(AVAILABLE RECORDS Opens)

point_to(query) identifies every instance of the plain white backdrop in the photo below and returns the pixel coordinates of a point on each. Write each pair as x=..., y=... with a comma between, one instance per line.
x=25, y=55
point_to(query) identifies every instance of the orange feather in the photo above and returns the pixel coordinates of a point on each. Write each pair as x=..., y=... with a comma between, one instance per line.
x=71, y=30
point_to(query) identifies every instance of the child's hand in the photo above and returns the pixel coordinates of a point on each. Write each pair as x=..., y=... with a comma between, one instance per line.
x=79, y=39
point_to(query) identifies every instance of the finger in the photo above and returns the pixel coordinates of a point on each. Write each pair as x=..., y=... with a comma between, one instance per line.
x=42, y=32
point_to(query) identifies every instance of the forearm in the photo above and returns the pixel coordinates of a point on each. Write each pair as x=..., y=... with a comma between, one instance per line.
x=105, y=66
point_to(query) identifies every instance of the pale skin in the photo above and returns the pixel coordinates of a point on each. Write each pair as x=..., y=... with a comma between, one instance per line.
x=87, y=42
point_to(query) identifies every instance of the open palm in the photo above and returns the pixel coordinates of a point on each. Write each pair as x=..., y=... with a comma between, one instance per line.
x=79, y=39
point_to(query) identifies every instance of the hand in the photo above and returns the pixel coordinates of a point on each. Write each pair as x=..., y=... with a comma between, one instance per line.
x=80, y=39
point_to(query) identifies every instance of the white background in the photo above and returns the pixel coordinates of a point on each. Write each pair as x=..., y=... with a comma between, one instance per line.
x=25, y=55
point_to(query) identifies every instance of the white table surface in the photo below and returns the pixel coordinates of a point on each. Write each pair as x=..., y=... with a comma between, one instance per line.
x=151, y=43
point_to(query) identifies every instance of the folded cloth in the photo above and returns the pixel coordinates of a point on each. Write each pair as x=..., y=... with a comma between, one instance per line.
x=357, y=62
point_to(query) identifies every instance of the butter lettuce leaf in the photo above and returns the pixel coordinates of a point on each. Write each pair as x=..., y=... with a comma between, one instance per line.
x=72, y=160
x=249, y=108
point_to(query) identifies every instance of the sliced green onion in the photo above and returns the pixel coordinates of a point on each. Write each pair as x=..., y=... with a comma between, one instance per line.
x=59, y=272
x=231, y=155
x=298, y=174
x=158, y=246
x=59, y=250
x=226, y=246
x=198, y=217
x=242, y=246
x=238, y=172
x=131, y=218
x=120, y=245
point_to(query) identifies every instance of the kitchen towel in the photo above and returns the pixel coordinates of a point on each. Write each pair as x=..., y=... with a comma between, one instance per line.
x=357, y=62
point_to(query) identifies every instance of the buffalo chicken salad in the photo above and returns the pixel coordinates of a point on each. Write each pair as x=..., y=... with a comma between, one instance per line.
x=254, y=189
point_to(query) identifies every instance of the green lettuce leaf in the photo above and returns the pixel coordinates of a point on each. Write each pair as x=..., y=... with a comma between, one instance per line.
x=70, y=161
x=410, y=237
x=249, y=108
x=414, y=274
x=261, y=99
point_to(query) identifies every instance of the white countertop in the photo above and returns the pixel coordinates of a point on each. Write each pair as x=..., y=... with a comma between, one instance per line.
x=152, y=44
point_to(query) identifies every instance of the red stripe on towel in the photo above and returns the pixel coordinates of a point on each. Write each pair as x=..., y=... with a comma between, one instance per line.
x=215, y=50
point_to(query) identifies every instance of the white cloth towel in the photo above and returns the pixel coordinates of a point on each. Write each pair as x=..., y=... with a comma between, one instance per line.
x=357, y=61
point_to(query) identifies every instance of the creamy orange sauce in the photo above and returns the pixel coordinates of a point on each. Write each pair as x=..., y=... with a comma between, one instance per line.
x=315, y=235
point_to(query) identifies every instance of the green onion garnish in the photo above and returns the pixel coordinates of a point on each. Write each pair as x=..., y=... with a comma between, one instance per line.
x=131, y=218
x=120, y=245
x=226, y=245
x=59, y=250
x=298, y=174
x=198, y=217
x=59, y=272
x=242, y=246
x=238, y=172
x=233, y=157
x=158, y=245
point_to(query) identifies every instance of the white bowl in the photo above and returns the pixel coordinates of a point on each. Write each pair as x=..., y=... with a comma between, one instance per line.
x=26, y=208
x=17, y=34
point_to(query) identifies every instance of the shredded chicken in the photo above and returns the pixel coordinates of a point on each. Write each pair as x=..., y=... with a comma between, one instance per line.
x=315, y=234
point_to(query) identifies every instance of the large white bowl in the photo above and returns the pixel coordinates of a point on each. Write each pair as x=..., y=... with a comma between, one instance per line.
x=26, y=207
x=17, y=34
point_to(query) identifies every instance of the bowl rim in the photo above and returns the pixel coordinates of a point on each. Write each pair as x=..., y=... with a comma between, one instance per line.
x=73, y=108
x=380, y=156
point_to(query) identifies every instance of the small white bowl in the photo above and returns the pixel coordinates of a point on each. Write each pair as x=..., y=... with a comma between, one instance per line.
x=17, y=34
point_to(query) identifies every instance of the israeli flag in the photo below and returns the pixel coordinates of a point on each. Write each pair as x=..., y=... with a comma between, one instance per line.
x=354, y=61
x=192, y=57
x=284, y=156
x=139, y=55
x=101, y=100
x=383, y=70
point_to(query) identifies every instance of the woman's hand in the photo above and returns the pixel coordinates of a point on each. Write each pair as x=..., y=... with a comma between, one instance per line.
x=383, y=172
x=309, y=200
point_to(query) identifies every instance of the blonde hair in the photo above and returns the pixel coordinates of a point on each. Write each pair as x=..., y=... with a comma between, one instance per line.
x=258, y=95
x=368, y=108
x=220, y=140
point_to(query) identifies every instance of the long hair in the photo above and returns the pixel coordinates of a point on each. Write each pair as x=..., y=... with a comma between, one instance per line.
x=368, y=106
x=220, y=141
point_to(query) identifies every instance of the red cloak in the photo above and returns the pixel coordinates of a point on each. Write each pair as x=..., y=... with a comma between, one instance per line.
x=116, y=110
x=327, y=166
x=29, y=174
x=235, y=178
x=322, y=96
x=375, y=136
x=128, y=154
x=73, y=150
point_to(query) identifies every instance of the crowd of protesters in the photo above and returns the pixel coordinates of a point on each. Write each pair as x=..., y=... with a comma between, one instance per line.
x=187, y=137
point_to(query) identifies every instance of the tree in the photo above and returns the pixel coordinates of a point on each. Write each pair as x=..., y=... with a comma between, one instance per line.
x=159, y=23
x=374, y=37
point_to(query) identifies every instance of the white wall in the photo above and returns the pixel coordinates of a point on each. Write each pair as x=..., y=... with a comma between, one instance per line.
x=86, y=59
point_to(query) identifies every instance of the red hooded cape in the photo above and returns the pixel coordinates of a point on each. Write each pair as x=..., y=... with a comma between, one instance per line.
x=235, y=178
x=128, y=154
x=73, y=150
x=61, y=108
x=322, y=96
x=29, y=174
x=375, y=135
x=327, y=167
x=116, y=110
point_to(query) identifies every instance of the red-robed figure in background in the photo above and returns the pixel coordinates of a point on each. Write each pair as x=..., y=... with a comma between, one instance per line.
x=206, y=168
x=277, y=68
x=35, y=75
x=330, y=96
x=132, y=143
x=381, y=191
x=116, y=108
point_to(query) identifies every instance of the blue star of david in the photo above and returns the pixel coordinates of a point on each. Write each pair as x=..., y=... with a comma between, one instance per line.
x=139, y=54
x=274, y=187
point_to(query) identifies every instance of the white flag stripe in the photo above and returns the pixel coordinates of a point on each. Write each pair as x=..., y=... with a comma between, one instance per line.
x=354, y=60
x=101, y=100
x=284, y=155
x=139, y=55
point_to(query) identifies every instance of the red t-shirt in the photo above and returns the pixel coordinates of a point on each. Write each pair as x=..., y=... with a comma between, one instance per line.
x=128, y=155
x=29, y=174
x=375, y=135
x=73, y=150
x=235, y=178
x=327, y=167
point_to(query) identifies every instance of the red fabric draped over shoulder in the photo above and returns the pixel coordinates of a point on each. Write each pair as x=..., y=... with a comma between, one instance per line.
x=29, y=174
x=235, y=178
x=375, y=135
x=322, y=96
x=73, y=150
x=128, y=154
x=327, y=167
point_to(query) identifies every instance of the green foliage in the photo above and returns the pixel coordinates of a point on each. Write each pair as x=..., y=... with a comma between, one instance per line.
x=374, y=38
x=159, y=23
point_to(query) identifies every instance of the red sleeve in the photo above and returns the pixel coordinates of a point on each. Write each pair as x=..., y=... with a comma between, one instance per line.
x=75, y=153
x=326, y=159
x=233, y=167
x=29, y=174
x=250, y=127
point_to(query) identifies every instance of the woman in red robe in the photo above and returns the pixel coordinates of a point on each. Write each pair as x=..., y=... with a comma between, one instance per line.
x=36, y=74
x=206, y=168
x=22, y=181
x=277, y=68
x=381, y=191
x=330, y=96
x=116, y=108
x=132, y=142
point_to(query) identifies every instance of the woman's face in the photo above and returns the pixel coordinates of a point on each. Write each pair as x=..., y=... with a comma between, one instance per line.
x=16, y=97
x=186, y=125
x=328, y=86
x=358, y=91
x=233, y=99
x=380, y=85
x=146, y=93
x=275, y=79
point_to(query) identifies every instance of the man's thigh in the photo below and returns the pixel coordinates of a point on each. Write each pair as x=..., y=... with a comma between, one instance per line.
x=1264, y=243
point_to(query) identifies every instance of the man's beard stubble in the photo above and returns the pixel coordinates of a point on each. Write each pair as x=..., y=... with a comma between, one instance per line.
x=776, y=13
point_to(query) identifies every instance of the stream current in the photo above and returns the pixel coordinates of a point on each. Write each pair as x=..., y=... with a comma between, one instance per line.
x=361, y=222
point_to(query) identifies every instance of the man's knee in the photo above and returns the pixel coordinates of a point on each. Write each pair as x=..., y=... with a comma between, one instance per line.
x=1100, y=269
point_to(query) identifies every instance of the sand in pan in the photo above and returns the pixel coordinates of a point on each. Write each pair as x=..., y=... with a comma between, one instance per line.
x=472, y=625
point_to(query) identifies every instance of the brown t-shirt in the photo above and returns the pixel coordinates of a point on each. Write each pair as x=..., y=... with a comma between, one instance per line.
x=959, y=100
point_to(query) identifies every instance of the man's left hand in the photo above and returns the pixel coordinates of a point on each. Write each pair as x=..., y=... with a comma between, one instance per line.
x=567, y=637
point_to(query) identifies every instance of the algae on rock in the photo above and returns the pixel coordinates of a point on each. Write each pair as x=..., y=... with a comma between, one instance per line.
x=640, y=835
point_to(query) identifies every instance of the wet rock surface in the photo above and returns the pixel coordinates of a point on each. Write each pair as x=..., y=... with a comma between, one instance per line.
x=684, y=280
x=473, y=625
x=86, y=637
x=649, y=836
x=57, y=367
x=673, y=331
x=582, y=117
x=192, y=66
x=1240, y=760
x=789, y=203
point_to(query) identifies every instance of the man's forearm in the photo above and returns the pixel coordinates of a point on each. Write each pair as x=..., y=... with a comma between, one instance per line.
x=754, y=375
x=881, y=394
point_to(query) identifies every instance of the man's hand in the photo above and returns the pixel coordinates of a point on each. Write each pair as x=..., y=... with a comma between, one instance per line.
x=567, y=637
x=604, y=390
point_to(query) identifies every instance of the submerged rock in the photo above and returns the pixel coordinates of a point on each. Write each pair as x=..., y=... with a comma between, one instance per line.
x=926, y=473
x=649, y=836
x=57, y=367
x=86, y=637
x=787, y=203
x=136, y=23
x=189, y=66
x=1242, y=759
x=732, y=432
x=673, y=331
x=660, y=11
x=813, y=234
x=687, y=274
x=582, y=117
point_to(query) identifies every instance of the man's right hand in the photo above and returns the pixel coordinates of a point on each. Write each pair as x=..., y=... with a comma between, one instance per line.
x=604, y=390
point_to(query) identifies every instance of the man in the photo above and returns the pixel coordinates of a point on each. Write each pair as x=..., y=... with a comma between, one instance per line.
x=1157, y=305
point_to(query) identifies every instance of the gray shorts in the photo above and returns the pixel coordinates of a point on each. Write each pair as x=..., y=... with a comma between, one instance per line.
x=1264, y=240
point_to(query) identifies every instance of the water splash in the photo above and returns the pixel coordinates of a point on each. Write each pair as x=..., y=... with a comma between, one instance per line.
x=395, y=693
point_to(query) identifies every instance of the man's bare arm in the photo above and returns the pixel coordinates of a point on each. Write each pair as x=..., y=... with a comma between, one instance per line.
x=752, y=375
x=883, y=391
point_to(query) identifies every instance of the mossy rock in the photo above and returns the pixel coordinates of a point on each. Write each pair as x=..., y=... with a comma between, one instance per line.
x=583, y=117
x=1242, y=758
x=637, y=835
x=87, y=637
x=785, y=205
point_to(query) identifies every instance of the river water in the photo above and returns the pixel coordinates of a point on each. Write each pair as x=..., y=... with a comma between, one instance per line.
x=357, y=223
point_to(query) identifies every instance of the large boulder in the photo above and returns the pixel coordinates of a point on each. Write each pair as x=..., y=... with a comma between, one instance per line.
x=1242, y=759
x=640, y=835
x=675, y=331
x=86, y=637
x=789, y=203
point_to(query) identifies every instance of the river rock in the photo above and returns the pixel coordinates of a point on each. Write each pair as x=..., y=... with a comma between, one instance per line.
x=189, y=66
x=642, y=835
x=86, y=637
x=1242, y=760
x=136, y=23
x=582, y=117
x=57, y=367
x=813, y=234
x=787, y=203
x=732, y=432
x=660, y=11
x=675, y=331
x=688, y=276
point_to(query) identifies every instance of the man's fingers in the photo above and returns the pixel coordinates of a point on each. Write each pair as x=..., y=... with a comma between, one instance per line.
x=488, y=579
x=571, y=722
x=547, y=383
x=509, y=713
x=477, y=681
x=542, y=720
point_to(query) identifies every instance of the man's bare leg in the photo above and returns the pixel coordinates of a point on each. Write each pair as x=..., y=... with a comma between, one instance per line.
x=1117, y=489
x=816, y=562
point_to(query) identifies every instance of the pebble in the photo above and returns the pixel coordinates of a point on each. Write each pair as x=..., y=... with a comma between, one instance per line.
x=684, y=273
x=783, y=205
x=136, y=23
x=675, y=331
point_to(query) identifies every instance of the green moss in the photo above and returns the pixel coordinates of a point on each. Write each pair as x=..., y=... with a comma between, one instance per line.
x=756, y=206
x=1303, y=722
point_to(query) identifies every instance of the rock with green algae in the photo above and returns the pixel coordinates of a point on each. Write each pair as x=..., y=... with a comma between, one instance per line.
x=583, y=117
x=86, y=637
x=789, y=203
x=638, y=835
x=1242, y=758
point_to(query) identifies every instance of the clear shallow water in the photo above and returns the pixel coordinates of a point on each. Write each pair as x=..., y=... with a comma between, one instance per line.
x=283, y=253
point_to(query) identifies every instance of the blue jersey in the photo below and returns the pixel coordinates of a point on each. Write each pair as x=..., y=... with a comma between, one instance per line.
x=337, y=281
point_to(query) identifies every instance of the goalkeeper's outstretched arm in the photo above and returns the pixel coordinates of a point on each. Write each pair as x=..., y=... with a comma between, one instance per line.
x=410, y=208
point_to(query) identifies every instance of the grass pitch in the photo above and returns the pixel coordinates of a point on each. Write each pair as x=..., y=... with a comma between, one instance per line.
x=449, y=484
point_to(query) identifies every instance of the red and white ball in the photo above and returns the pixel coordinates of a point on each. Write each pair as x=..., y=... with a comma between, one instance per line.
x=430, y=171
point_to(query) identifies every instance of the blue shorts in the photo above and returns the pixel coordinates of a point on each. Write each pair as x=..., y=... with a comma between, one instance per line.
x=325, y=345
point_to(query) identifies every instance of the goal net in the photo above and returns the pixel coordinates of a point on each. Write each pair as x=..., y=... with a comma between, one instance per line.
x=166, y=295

(AVAILABLE RECORDS Closes)

▶ WORK REQUEST: Output the line containing "point_to(query) identifies every instance of the goal net" and each line after it through the close of the entries, unchanged and with no other lines.

▶ RESULT OF THIS TASK:
point_to(query) identifies every instance of the goal net in the photo above and returns the pixel coordinates of a point on each. Write each pair as x=..., y=... with a comma between, one instance per line.
x=166, y=295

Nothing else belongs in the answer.